## BEGIN Data extract

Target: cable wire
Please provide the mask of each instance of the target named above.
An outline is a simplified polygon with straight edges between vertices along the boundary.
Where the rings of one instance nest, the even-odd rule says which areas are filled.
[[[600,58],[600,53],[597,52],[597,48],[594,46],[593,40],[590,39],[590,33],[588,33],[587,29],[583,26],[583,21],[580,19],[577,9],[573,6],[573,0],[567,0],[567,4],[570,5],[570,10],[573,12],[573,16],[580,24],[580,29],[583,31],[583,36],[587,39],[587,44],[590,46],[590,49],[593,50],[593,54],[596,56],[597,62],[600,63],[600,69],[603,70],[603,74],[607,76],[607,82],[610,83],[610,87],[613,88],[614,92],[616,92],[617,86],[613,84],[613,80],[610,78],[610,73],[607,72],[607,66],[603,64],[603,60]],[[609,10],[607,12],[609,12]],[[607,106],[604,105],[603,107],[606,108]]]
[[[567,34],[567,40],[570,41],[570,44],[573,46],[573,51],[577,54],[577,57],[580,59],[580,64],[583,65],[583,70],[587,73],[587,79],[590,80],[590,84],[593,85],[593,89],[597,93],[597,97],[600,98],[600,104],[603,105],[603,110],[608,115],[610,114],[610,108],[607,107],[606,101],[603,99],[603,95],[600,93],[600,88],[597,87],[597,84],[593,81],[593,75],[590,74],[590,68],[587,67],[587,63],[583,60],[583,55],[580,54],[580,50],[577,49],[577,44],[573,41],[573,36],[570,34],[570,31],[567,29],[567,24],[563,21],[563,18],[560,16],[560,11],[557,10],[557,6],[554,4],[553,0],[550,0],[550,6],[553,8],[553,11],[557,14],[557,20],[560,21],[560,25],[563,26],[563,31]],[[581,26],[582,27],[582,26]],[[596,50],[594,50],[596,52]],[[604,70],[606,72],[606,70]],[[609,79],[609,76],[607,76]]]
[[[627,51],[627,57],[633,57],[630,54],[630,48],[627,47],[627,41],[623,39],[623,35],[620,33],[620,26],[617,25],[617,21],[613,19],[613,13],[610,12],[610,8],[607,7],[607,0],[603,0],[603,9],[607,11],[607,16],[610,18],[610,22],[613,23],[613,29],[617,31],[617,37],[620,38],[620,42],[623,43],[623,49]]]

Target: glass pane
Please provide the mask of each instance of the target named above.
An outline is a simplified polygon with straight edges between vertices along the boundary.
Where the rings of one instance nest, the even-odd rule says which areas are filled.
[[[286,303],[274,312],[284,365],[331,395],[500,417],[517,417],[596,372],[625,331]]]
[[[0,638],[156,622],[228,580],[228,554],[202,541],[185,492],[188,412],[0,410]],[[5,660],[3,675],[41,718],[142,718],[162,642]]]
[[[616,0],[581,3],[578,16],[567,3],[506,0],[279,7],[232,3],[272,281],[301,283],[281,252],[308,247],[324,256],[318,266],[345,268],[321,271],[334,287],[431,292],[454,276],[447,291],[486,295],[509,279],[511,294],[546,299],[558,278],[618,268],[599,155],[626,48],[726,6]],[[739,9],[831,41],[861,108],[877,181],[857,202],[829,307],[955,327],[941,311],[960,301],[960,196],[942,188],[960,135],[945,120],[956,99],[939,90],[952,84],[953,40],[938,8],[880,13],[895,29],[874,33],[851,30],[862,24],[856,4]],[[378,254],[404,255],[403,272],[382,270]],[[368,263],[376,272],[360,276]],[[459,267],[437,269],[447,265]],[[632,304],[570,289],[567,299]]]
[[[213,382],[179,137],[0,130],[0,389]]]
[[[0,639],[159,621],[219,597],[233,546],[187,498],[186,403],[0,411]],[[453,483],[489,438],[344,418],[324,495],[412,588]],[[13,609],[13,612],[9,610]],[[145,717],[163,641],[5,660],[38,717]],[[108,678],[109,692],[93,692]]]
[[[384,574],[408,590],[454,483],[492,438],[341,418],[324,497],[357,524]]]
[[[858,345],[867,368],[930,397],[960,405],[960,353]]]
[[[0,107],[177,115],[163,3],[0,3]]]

## END Data extract

The task:
Copy out every one of the records above line for line, without changing a single character.

Response for this exercise:
Target: cable wire
Please provide the mask of each instance of the target named above.
An outline is a simplified polygon with straight edges between vertices along the boundary.
Where the rings of one instance nest, the even-odd rule says which areas are filled.
[[[600,58],[600,53],[597,52],[597,48],[594,46],[593,40],[590,39],[590,33],[588,33],[587,29],[583,26],[583,21],[580,19],[577,9],[573,6],[573,0],[567,0],[567,4],[570,5],[570,10],[573,12],[573,16],[580,24],[580,29],[583,31],[583,36],[587,39],[587,44],[590,46],[590,49],[593,50],[593,54],[596,56],[597,62],[600,63],[600,69],[603,70],[603,74],[607,76],[607,82],[610,83],[610,87],[613,88],[614,92],[616,92],[617,86],[613,84],[613,80],[610,78],[610,73],[607,72],[607,66],[603,64],[603,60]],[[609,10],[607,12],[609,12]],[[607,106],[604,105],[603,107],[606,108]]]
[[[567,34],[567,40],[570,41],[570,44],[573,46],[573,51],[577,54],[577,57],[580,59],[580,64],[583,65],[583,70],[587,73],[587,79],[590,80],[590,84],[593,85],[593,89],[597,93],[597,97],[600,98],[600,104],[603,105],[603,110],[608,115],[610,114],[610,108],[607,107],[606,101],[603,99],[603,95],[600,93],[600,88],[597,87],[597,84],[593,81],[593,75],[590,74],[590,68],[587,67],[587,63],[583,60],[583,55],[580,54],[580,50],[577,49],[577,44],[573,41],[573,36],[570,34],[570,31],[567,29],[567,24],[563,21],[563,18],[560,16],[560,11],[557,10],[557,6],[554,4],[553,0],[550,0],[550,6],[553,8],[553,11],[557,14],[557,20],[560,21],[560,25],[563,26],[563,31]],[[581,26],[582,27],[582,26]],[[596,50],[594,50],[596,52]],[[604,70],[606,72],[606,70]],[[609,79],[609,76],[607,76]]]
[[[627,51],[627,57],[633,57],[630,54],[630,48],[627,47],[627,41],[623,39],[623,35],[620,33],[620,26],[617,25],[617,21],[613,19],[613,13],[610,12],[610,8],[607,7],[607,0],[603,0],[603,9],[607,11],[607,16],[610,18],[610,22],[613,23],[613,29],[617,31],[617,37],[620,38],[620,42],[623,43],[623,49]]]

Target: glass pane
Please provide the mask of each instance of the target named above.
An outline is a simplified polygon with straight edges between vertices along the boundary.
Where the rings of one instance nest, the even-odd rule says which areas are filled.
[[[286,303],[274,312],[284,365],[331,395],[500,417],[517,417],[596,372],[625,331]]]
[[[0,638],[156,622],[228,580],[228,554],[202,541],[185,492],[188,412],[0,410]],[[5,660],[3,675],[41,718],[142,718],[162,642]]]
[[[616,0],[581,3],[578,16],[567,3],[506,0],[279,7],[232,3],[272,281],[301,283],[281,252],[308,247],[324,256],[318,266],[345,268],[321,271],[334,287],[431,292],[454,276],[447,291],[486,295],[509,279],[511,294],[546,299],[558,278],[618,268],[599,155],[626,48],[726,6]],[[739,9],[831,41],[861,108],[877,181],[857,202],[829,307],[955,327],[941,311],[960,301],[960,196],[942,188],[960,135],[945,120],[956,99],[939,90],[952,84],[953,40],[938,8],[880,13],[895,29],[874,33],[851,30],[862,24],[856,4]],[[378,254],[404,255],[403,272],[382,270]],[[368,263],[376,272],[360,276]],[[459,267],[437,269],[447,265]],[[632,304],[570,289],[567,299]]]
[[[213,382],[179,137],[0,130],[0,389]]]
[[[0,639],[159,621],[219,597],[233,546],[187,498],[186,403],[0,411]],[[453,483],[489,438],[344,418],[324,495],[412,588]],[[13,609],[13,612],[9,610]],[[145,717],[163,641],[5,660],[38,717]],[[108,678],[109,692],[93,692]]]
[[[384,574],[408,590],[454,483],[492,438],[341,418],[324,497],[357,524]]]
[[[858,345],[867,368],[930,397],[960,405],[960,353]]]
[[[0,107],[177,115],[163,3],[0,3]]]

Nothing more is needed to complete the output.